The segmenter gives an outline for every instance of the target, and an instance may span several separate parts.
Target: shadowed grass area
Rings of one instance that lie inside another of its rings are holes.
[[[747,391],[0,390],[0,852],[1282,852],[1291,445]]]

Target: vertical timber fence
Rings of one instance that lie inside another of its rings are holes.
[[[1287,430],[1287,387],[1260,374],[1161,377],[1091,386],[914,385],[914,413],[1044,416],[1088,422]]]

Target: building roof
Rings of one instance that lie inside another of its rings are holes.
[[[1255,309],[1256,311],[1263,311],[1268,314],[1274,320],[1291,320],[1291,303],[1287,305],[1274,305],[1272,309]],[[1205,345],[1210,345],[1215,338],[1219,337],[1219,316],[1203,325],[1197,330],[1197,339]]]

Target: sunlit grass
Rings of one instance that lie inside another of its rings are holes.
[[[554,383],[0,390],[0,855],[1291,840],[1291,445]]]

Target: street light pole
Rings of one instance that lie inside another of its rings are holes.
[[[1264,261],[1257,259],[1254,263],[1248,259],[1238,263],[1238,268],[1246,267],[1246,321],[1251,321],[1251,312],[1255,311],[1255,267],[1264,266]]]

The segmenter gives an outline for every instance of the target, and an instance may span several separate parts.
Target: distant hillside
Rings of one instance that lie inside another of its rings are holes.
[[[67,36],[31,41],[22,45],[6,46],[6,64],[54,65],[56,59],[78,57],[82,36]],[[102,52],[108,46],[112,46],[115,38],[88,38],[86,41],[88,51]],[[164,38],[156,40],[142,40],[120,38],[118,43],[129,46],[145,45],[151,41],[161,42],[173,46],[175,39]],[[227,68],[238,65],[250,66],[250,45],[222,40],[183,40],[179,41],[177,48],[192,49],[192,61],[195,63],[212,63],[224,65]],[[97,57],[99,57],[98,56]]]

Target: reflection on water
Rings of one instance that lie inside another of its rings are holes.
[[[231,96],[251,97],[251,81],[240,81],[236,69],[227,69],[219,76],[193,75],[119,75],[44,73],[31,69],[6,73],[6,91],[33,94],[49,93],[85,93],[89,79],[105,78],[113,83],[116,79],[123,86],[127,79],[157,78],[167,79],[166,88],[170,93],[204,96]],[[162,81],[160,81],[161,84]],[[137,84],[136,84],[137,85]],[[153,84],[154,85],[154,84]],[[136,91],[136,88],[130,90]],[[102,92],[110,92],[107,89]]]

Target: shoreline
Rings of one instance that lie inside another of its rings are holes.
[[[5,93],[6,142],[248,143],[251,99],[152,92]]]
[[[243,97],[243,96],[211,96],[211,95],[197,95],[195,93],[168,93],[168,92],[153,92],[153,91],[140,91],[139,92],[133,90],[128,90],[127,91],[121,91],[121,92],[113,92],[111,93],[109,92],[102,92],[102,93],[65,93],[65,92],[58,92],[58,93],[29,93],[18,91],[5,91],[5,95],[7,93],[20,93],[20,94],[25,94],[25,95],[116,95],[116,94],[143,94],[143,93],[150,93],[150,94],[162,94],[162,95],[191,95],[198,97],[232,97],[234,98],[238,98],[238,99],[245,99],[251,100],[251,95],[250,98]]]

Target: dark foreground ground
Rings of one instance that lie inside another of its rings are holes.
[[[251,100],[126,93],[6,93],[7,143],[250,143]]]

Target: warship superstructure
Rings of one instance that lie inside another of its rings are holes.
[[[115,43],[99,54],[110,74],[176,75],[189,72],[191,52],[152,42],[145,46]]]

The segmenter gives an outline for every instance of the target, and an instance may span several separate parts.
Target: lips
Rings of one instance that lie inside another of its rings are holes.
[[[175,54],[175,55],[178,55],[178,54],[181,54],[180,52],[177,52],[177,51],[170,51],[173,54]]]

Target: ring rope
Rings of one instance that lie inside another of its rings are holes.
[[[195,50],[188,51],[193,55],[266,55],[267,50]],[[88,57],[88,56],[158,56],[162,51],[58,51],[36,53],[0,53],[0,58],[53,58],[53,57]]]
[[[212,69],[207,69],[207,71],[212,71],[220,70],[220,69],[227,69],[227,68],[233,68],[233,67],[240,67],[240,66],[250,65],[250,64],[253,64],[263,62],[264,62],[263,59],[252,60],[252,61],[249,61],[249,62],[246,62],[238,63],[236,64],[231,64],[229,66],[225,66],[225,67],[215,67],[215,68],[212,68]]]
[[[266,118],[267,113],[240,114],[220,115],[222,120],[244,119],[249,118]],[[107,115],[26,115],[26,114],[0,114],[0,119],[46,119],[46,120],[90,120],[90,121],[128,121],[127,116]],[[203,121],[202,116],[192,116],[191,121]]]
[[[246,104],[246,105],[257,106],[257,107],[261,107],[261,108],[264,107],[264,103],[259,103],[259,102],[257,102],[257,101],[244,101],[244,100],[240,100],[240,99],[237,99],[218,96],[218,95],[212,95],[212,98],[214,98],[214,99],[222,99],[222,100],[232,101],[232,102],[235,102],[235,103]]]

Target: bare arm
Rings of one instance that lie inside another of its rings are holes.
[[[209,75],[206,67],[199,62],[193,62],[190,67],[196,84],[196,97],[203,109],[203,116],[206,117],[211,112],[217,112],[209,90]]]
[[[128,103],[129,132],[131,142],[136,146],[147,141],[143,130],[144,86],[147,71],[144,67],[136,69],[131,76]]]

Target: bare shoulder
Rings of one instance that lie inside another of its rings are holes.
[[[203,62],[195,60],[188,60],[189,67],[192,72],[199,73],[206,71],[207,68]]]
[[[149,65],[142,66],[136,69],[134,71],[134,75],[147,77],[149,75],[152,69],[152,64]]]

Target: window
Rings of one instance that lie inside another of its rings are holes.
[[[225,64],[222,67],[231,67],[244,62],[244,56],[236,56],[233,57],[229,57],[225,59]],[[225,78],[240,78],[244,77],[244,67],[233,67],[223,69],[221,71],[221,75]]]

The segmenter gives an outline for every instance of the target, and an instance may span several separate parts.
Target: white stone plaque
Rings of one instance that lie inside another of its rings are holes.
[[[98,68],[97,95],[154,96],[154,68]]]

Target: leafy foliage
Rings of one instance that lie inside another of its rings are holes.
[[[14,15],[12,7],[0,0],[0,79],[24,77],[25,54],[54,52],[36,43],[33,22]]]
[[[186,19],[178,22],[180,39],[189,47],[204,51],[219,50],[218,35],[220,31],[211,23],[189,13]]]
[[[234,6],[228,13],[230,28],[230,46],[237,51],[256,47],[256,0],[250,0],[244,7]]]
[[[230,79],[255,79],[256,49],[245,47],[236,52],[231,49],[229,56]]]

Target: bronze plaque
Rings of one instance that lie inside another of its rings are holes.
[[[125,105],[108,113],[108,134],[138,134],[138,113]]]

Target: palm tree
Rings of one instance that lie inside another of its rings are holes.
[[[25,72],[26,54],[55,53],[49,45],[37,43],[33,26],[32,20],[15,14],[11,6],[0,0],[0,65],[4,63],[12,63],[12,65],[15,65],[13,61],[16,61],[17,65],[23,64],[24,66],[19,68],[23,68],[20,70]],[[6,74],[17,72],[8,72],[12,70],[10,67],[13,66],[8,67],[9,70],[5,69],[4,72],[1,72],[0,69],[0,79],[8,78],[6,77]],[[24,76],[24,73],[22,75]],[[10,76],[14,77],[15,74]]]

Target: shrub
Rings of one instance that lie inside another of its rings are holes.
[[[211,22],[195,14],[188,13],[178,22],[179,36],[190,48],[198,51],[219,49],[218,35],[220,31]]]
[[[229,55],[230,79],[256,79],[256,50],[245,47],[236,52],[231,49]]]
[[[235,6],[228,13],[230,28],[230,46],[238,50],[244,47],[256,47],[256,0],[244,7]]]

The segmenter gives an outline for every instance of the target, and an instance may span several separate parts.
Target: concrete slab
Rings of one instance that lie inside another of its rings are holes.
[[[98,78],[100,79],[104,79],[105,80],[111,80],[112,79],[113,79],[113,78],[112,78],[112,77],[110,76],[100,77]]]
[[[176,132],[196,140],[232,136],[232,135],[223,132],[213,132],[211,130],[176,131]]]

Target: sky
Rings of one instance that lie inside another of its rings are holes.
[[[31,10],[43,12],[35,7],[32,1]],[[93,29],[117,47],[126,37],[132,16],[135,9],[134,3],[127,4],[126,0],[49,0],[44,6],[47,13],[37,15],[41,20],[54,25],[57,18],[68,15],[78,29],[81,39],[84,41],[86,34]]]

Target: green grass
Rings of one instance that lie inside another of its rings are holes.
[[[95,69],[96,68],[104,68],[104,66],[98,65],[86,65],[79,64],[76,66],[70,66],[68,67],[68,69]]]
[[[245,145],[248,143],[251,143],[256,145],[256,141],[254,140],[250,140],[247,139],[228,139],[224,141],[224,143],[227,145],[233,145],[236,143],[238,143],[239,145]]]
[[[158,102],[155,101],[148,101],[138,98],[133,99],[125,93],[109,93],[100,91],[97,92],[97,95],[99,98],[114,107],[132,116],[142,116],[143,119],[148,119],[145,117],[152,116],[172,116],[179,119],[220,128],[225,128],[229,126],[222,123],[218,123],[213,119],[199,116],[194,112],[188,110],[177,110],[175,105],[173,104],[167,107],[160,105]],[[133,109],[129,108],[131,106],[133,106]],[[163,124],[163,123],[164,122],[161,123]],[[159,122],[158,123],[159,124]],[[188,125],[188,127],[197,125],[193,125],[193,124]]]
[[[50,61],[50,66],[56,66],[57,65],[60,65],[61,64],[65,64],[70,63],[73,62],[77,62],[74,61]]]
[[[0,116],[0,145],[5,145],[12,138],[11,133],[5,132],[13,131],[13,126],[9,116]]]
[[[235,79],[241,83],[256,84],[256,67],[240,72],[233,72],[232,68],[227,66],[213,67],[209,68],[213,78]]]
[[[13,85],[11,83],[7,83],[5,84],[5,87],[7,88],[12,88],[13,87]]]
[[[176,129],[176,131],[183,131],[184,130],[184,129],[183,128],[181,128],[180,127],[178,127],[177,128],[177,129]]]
==============================
-- STATED TASK --
Write out exactly the lines of the entries above that run from the line containing "Target: sky" through the last line, including both.

-- PROBLEM SOLUTION --
Target: sky
Rings of one instance that lie inside another of its rings are holes.
[[[31,10],[43,12],[35,7],[32,1]],[[93,29],[117,47],[126,37],[132,16],[135,9],[134,3],[127,4],[126,0],[49,0],[44,6],[47,13],[37,15],[41,20],[54,25],[57,18],[68,15],[78,29],[81,39],[84,41],[86,34]]]

Target: green grass
Rings of one instance that lie inside another of its rings are holes.
[[[95,69],[96,68],[104,68],[104,66],[98,65],[86,65],[79,64],[76,66],[70,66],[68,67],[68,69]]]
[[[245,145],[248,143],[251,143],[256,145],[256,141],[254,140],[250,140],[247,139],[228,139],[224,141],[224,143],[227,145],[233,145],[236,143],[238,143],[239,145]]]
[[[158,102],[155,101],[148,101],[138,98],[133,99],[125,93],[109,93],[100,91],[97,92],[97,95],[99,98],[114,107],[132,116],[142,116],[143,119],[148,119],[145,117],[152,116],[172,116],[179,119],[220,128],[225,128],[229,126],[222,123],[218,123],[213,119],[199,116],[194,112],[188,110],[177,110],[175,105],[173,104],[167,107],[160,105]],[[133,109],[129,108],[131,106],[133,106]],[[163,124],[163,123],[164,122],[161,123]],[[159,122],[158,123],[159,124]],[[188,125],[188,127],[197,125],[193,125],[193,124]]]
[[[50,61],[50,66],[56,66],[57,65],[60,65],[61,64],[65,64],[70,63],[73,62],[77,62],[74,61]]]
[[[0,116],[0,145],[5,145],[12,138],[11,133],[5,132],[13,131],[13,126],[9,116]]]
[[[235,79],[241,83],[256,84],[256,67],[240,72],[233,72],[232,68],[227,66],[213,67],[209,68],[213,78]]]
[[[13,85],[11,83],[7,83],[5,84],[5,87],[7,88],[12,88],[13,87]]]
[[[176,129],[176,131],[183,131],[184,130],[184,129],[183,128],[181,128],[180,127],[178,127],[177,128],[177,129]]]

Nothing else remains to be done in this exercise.